▸ 指示事項:
1/ 穀粒乾燥設備に関する抽出テキストによれば、ラック式穀粒乾燥設備が荷口ごとに柔軟な対応を行えるのはなぜですか。1～3文で説明してください。
2/ 穀粒乾燥設備に関する抽出テキストの一文「本発明は、ラック式穀粒乾燥設備における自動排出装置に関する。」を英語に翻訳してください。

▸ 抽出テキスト:
説明

ラック式穀粒乾燥設備における自動排出装置

【課題】コンテナによって各別に乾燥処理を行って荷口ごとに柔軟な対応が可能であるというラック式穀粒乾燥設備の利点を生かし、乾燥工程終了後の排出作業を無人化して、効率よく排出工程を行うことができる出庫管理装置を提供する。
【解決手段】制御手段9には、穀物乾燥装置5内の複数の乾燥済みコンテナを排出対象として排出動作を予約する自動排出入力手段39bが設けられ、自動排出入力手段39bから穀粒の品種、品位及び排出対象コンテナ数を含んだ特定情報を入力すると、制御手段9が、乾燥済みコンテナの在庫確認を行うとともに、穀物乾燥装置5、搬送手段4及び反転手段6を作動させて複数の乾燥済みコンテナについて排出動作を実行するように構成する。

【発明の詳細な説明】
【技術分野】
【0001】
本発明は、ラック式穀粒乾燥設備における自動排出装置に関する。
【背景技術】
【0002】
従来、通風可能に形成された複数個のコンテナに穀粒を投入し、該コンテナをラック棚形式の乾燥設備に搬入し、各コンテナごとに乾燥処理するよう構成されたラック式穀粒乾燥設備がある(例えば、特許文献1及び2参照)。

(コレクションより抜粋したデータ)
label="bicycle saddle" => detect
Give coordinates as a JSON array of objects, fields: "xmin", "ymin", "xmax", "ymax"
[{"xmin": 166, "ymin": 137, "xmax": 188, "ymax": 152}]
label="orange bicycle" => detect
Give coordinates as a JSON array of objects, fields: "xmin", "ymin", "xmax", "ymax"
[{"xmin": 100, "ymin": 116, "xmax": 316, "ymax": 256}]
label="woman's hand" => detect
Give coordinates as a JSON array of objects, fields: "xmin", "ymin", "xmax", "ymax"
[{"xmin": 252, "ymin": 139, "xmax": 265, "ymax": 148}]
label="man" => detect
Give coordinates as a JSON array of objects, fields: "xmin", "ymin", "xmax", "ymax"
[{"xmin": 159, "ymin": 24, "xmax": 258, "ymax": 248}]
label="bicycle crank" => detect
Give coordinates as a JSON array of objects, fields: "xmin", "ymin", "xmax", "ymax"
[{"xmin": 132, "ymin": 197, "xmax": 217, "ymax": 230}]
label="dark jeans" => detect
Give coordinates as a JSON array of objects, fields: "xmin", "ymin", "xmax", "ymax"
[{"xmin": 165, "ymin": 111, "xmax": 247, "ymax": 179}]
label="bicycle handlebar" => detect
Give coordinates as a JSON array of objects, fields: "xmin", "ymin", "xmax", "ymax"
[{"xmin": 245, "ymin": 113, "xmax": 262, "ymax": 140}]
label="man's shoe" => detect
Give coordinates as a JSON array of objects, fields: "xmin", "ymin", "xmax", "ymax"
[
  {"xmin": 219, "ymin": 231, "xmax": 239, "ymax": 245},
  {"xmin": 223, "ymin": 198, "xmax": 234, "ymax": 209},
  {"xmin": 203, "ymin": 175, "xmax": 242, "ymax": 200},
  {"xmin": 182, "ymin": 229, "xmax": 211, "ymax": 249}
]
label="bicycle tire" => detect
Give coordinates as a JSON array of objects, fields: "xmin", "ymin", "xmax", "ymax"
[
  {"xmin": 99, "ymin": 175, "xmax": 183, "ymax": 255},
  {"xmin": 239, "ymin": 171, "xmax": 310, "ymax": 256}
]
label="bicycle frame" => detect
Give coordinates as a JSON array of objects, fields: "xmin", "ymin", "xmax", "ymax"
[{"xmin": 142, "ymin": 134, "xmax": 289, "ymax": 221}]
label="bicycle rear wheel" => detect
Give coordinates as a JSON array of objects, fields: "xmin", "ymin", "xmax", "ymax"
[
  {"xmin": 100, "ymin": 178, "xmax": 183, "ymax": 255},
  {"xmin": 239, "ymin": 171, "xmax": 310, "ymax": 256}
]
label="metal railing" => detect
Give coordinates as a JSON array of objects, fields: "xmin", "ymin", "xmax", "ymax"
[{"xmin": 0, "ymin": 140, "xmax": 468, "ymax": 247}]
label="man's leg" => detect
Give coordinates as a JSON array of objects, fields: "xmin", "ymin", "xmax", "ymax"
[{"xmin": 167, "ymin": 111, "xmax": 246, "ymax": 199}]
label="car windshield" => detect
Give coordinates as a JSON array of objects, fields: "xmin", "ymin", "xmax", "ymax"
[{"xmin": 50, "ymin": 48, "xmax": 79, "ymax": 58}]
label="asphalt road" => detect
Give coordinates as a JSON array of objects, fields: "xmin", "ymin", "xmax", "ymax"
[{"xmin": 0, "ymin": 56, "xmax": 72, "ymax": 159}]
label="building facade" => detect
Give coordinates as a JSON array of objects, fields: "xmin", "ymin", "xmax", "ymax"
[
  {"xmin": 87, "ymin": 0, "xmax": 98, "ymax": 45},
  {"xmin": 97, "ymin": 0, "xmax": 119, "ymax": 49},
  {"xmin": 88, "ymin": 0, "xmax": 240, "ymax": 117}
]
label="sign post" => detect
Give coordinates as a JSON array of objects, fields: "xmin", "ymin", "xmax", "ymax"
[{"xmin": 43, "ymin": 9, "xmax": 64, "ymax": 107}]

▸ 解答:
1/ コンテナによって各別に乾燥処理を行うためです。

2/ The present invention relates to an automatic discharge device in a rack-type grain drying facility.